[Dataset excerpt]

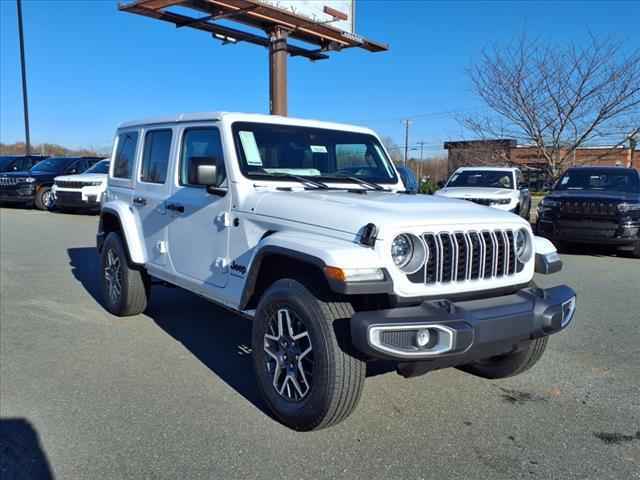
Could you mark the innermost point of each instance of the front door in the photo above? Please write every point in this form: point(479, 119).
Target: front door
point(152, 190)
point(198, 229)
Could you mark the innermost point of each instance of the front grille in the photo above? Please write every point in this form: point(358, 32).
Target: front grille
point(8, 181)
point(460, 256)
point(71, 184)
point(69, 196)
point(588, 208)
point(398, 338)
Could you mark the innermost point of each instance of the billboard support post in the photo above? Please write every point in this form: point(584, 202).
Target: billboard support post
point(278, 71)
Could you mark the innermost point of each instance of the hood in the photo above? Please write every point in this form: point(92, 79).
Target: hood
point(474, 192)
point(349, 212)
point(594, 195)
point(84, 177)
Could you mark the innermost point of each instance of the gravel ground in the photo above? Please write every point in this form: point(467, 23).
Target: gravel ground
point(171, 394)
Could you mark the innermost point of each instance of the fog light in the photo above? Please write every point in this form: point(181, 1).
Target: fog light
point(568, 309)
point(422, 338)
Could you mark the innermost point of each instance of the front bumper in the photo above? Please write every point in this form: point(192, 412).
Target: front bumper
point(465, 331)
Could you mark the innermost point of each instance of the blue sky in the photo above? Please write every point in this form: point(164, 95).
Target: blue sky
point(91, 67)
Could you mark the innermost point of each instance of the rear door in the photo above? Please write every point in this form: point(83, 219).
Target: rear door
point(152, 190)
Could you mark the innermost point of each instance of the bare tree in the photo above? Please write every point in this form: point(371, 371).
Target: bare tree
point(557, 98)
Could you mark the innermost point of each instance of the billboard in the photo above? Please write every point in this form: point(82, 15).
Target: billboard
point(315, 11)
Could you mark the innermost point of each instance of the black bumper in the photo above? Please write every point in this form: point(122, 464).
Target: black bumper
point(463, 332)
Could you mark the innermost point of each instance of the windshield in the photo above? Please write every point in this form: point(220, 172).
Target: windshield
point(53, 165)
point(268, 150)
point(481, 178)
point(622, 181)
point(100, 167)
point(5, 161)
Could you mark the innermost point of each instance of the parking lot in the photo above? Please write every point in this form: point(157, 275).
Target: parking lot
point(171, 393)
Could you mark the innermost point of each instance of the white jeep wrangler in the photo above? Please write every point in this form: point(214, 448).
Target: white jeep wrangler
point(305, 227)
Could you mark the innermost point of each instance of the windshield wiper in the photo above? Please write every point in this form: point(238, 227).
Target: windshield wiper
point(298, 178)
point(359, 181)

[Exercise requirements]:
Copy the stretch of lines from the one containing "form: point(371, 371)." through the one containing "point(5, 161)", requests included, and raise every coordinate in the answer points by 129. Keep the requests and their format samples unchanged.

[Output]:
Could you mark the innermost point of each instance of the bare tree in the photo above? Please write every point in this form: point(371, 371).
Target: bare tree
point(686, 227)
Could you mark the innermost point of each instance of the billboard in the photo above? Please write every point in this form: point(82, 15).
Target: billboard
point(444, 140)
Could you mark the innermost point of each instance of the black bumper in the photo above? Please write every point in this form: point(122, 464).
Target: black bumper
point(592, 461)
Could you mark the innermost point of each instance of the windshield in the photo above? Please write every point in this form: point(220, 172).
Target: windshield
point(182, 294)
point(397, 279)
point(610, 307)
point(751, 310)
point(229, 296)
point(134, 290)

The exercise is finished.